The introduction of a chlorine atom could potentially
endow peptide
derivatives with notable bioactivity and applicability. However, despite
considerable recent progress in C(sp3)–H functionalization
chemistry, a general method for the site-selective chlorination of
inert aliphatic C–H bonds in peptides still remains elusive.
Herein, we report a site-selective C(sp3)–H chlorination
of oligopeptides based on an N-chloropeptide strategy. N-chloropeptides, which are easily prepared from the corresponding
native oligopeptides, are smoothly degraded in the presence of an
appropriate copper catalyst, and a subsequent 1,5-hydrogen atom transfer
affords γ- or δ-chlorinated peptides in excellent yield.

-- PROVIDED INFORMATION --
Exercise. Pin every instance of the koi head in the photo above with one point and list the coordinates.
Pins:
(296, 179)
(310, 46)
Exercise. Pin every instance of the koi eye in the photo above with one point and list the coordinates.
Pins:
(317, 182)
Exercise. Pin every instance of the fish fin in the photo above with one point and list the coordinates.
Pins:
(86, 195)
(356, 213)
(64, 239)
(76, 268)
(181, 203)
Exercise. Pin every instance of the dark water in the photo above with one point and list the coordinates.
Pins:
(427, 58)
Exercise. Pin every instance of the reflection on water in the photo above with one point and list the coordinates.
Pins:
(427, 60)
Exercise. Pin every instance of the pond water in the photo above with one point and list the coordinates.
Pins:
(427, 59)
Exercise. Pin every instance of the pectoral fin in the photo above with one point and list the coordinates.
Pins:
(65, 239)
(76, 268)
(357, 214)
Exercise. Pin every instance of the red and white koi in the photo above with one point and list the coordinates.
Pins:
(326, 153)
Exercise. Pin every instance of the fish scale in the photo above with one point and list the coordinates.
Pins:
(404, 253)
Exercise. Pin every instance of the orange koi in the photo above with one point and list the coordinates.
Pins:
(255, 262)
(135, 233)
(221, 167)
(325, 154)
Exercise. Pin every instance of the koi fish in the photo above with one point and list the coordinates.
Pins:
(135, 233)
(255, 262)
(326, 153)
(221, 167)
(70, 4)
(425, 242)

-- TASK OBJECTIVE --
Resume the abstract on copper-catalyzed C–H chlorination of peptides after its last sentence.

-- ANSWER FOR THE TASK --
A wide variety of amino acid residues can thus be site-selectively
chlorinated in a predictable manner. This method hence enables the
efficient synthesis of otherwise less accessible, chlorine-containing
peptide fragments of natural peptides. We moreover demonstrate here
the successful estimation of the stereochemistry of the chlorinated
carbon atom in aquimarin A. Furthermore, we reveal that side-chain-chlorinated
peptides can serve as highly useful substructures with a fine balance
between stability and reactivity, which renders them promising targets
for synthetic and medicinal applications.